• Assigned task
Write out the text on oxygen physiology for divers, starting with "Well, for example, it" and going on through "gas you breathe.", and switch "recreational divers" to "sport divers".

• Text provided
Oxygen physiology for divers has been one of the most misunderstood subjects in the sport for some time. Case in point: For years, the oxygen percentage in atmospheric air was commonly taught in scuba classes to be 20 percent when it actually is 20.98 percent, rightfully rounded to 21. What's the big deal about a lousy 1 percent you say?

Well, for example, it throws off all the computations for maximum operating depths for nitrox mixes or even regular compressed air if you're going deep. More important, such slack observance of oxygen percentages contributes to a pattern of sloppy information and what President George W. aptly calls "fuzzy math."

As recreational divers we must be concerned with the effects of elevated partial pressures of oxygen that occur as we descend in the water column. Remember, it's the partial pressure of oxygen (PO2) that is most critical, not the percentage of oxygen in the gas you breathe.

Little Physics, Less Math

Quick review of Dalton's Law from your initial certification class. The total pressure exerted by a gas mixture is equal to the sum of the partial pressures of the different gases in the mix. Mathematically, this is expressed as P = P1+P2+P3, where "P" refers to total pressure, and "P1" is the partial pressure of, for example, nitrogen and "P2" is the partial pressure of oxygen, and so on.

You'll also recall that as depth increases, so does partial pressure. This is especially important when it comes to oxygen, which becomes increasingly toxic as its partial pressure increases beyond the normal .21 we are adapted to at the surface. Fortunately, most texts that teach nitrox also provide convenient tables that allow you to look up various partial pressures of oxygen at varying depths based on the percentage of oxygen in your mix. Some dive computers also do it for you. Not only is this convenient, it also eliminates potentially hazardous math errors.

The Hazard

The central nervous system (CNS) is most susceptible in the kind of diving most sport divers do: relatively short but potentially high PO2 exposures. Although the exact physiological process is still not fully understood, predictable results will follow if oxygen limits are exceeded. Even a cursory examination of these effects (see above) should illustrate the seriousness of a CNS-O2 hit in deep water. The onset and severity of symptoms do not follow any particular pattern and may vary in an individual diver from day to day. Of particular note is that there may not be less serious symptoms to serve as a warning before a full convulsion is precipitated. According to oxygen physiologists Stephen Thom and James Clark, "Minor symptoms did not always precede the onset of convulsions, and even when a preconvulsive aura did occur, it was often followed so quickly by seizures that it had little practical value."

[Data extracted from a collection]
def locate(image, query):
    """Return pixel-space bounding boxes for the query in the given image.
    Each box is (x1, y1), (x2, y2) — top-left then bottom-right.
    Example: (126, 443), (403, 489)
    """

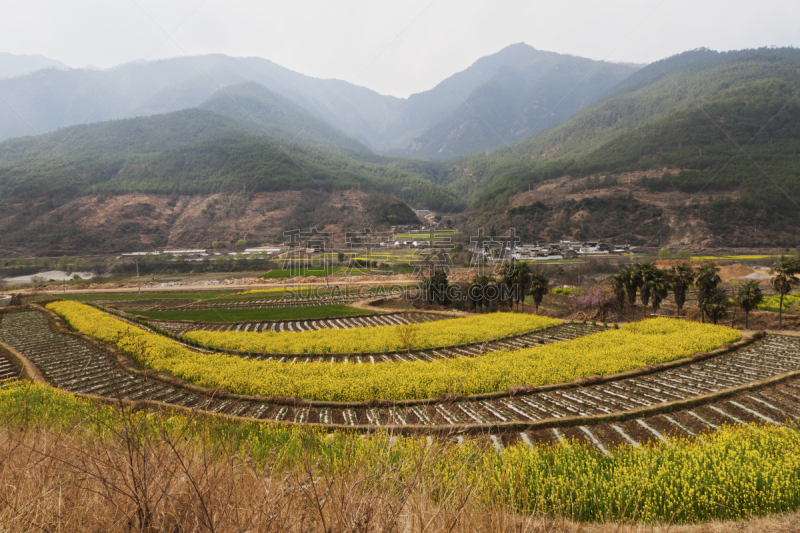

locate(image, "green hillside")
(200, 82), (369, 152)
(444, 49), (800, 240)
(0, 109), (463, 210)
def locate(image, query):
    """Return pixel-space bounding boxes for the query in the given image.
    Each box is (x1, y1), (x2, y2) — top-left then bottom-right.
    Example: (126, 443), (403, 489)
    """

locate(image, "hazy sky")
(0, 0), (800, 96)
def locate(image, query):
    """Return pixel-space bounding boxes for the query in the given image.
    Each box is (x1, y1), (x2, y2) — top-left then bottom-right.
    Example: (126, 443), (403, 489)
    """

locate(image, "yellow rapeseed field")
(184, 313), (561, 353)
(48, 302), (741, 401)
(6, 381), (800, 520)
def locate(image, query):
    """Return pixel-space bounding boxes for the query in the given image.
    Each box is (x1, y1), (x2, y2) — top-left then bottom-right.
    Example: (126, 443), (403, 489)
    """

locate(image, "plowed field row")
(149, 313), (605, 364)
(149, 313), (444, 335)
(6, 311), (800, 453)
(0, 353), (19, 383)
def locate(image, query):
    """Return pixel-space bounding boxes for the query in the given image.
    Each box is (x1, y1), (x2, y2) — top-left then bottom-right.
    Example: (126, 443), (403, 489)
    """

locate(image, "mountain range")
(0, 44), (800, 253)
(0, 44), (635, 159)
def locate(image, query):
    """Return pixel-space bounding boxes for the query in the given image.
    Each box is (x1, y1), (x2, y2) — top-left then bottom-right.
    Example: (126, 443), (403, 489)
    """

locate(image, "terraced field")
(0, 311), (800, 453)
(0, 352), (19, 383)
(76, 294), (363, 311)
(181, 294), (364, 310)
(150, 313), (605, 364)
(150, 313), (450, 335)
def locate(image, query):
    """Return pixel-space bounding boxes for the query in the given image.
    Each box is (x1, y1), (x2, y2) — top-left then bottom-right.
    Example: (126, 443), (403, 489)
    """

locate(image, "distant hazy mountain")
(0, 52), (69, 78)
(200, 82), (369, 152)
(440, 48), (800, 248)
(406, 45), (636, 159)
(0, 55), (401, 142)
(0, 44), (635, 159)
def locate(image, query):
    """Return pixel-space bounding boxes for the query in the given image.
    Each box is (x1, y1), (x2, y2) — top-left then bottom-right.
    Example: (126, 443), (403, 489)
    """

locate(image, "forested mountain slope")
(444, 49), (800, 246)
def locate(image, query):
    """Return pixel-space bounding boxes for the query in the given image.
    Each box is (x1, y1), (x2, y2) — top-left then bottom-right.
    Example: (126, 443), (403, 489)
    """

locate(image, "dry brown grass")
(0, 408), (800, 533)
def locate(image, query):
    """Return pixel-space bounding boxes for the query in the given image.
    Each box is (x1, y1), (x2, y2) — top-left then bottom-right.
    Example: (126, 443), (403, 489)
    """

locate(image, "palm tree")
(735, 281), (764, 329)
(609, 271), (625, 313)
(530, 272), (550, 315)
(650, 269), (672, 314)
(670, 263), (694, 316)
(620, 263), (640, 312)
(769, 257), (800, 329)
(695, 263), (719, 322)
(700, 289), (730, 324)
(514, 263), (531, 311)
(467, 276), (492, 312)
(498, 260), (518, 309)
(638, 263), (658, 317)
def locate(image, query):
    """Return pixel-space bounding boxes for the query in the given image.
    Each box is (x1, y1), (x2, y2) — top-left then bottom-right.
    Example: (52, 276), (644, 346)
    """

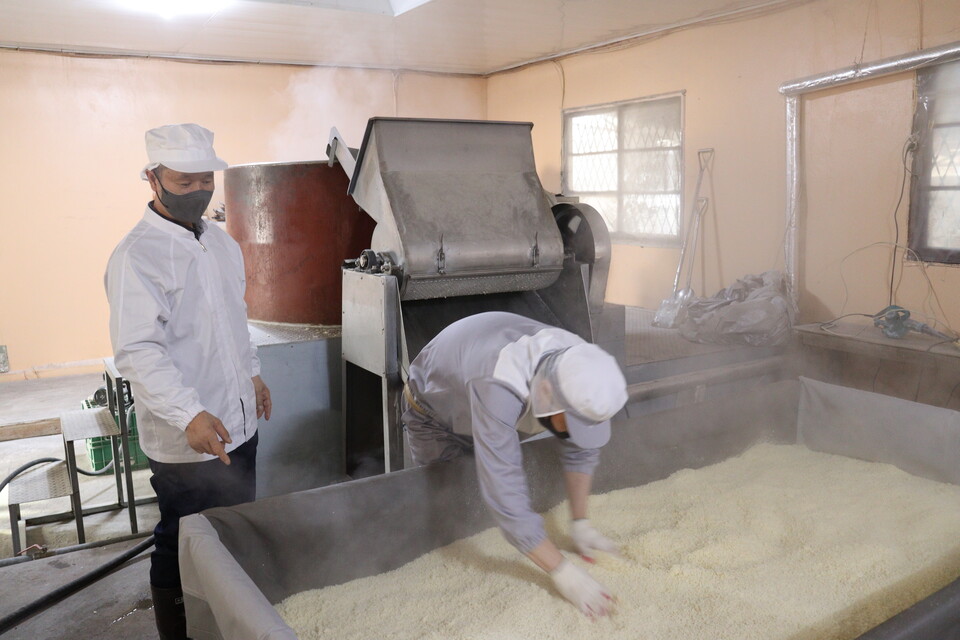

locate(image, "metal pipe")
(783, 96), (801, 309)
(0, 531), (153, 567)
(780, 42), (960, 96)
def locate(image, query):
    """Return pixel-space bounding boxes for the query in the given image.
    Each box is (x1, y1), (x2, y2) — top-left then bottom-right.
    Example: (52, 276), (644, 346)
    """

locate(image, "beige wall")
(7, 0), (960, 380)
(0, 51), (485, 380)
(487, 0), (960, 328)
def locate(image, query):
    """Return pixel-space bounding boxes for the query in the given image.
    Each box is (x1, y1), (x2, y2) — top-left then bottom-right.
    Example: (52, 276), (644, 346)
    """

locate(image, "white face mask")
(530, 352), (567, 418)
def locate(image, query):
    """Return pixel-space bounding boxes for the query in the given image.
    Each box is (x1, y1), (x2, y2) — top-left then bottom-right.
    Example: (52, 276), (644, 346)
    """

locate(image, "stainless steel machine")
(327, 118), (624, 477)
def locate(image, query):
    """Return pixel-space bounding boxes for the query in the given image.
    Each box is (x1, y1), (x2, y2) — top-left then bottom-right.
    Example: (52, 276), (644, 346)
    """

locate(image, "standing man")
(104, 124), (271, 640)
(402, 312), (627, 617)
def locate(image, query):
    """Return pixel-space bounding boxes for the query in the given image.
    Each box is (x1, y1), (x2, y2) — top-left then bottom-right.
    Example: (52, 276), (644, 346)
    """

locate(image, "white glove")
(550, 558), (613, 618)
(570, 518), (620, 562)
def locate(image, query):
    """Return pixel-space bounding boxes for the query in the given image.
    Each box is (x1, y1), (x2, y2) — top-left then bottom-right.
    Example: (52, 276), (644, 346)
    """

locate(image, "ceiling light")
(117, 0), (233, 20)
(242, 0), (431, 17)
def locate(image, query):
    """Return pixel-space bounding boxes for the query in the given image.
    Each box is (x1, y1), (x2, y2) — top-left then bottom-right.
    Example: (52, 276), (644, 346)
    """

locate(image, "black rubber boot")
(150, 585), (187, 640)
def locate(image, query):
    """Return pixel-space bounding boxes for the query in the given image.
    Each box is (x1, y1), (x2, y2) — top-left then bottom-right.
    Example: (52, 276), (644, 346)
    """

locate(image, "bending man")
(402, 312), (627, 616)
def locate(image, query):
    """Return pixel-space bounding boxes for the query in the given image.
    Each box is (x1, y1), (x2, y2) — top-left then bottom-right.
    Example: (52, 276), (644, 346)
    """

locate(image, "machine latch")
(437, 233), (447, 275)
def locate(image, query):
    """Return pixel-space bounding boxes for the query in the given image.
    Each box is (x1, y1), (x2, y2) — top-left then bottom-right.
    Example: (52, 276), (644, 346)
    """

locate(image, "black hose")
(0, 536), (153, 635)
(0, 458), (113, 500)
(0, 458), (63, 491)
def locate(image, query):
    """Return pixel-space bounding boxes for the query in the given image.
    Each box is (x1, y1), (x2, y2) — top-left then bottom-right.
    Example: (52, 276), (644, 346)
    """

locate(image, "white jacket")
(104, 206), (260, 463)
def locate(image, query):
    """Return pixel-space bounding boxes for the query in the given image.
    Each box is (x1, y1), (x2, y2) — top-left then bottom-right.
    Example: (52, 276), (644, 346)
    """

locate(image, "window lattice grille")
(563, 95), (683, 244)
(909, 61), (960, 264)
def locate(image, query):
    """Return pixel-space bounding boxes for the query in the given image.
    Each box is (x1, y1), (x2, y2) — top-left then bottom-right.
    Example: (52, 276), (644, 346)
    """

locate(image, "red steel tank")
(224, 161), (376, 325)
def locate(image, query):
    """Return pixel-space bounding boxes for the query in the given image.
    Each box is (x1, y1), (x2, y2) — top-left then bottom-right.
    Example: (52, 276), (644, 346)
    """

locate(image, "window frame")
(560, 89), (686, 249)
(907, 61), (960, 265)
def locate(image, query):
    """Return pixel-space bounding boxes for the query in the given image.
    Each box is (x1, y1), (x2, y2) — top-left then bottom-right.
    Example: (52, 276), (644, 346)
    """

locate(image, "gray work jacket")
(408, 312), (600, 553)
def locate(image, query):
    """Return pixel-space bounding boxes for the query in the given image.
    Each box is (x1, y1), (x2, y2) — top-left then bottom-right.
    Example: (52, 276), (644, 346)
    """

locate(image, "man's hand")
(253, 376), (273, 420)
(570, 518), (620, 562)
(185, 411), (232, 464)
(550, 558), (614, 618)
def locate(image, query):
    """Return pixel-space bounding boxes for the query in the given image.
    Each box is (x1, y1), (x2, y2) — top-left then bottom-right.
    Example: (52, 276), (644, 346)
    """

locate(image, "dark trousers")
(150, 433), (260, 589)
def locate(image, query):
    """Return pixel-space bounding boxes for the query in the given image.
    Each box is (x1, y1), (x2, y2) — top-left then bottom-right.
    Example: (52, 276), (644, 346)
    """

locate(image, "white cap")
(140, 124), (228, 180)
(530, 343), (627, 449)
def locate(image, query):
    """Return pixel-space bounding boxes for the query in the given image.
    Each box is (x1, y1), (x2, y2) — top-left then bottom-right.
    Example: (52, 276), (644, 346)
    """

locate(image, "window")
(909, 57), (960, 264)
(563, 94), (683, 246)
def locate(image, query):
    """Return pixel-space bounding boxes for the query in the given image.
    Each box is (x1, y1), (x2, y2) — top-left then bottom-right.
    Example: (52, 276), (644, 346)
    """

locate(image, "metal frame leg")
(63, 441), (87, 544)
(10, 504), (22, 556)
(114, 378), (138, 533)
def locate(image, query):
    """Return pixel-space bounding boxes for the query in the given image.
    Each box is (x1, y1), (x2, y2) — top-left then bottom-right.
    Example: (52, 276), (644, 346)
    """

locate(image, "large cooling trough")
(180, 379), (960, 640)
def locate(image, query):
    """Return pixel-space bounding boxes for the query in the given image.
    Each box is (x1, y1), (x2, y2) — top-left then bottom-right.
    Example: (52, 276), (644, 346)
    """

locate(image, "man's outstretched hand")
(186, 410), (233, 464)
(253, 376), (273, 420)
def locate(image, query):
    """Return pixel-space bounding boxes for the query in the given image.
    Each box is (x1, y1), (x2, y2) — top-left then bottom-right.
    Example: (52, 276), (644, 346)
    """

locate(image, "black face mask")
(153, 174), (213, 224)
(537, 416), (570, 440)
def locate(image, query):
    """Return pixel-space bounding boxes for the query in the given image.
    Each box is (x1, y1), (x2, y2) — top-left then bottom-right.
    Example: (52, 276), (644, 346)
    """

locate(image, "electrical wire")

• Your response
Well, for example, it throws off all the computations for maximum operating depths for nitrox mixes or even regular compressed air if you're going deep. More important, such slack observance of oxygen percentages contributes to a pattern of sloppy information and what President George W. aptly calls "fuzzy math."

As sport divers we must be concerned with the effects of elevated partial pressures of oxygen that occur as we descend in the water column. Remember, it's the partial pressure of oxygen (PO2) that is most critical, not the percentage of oxygen in the gas you breathe.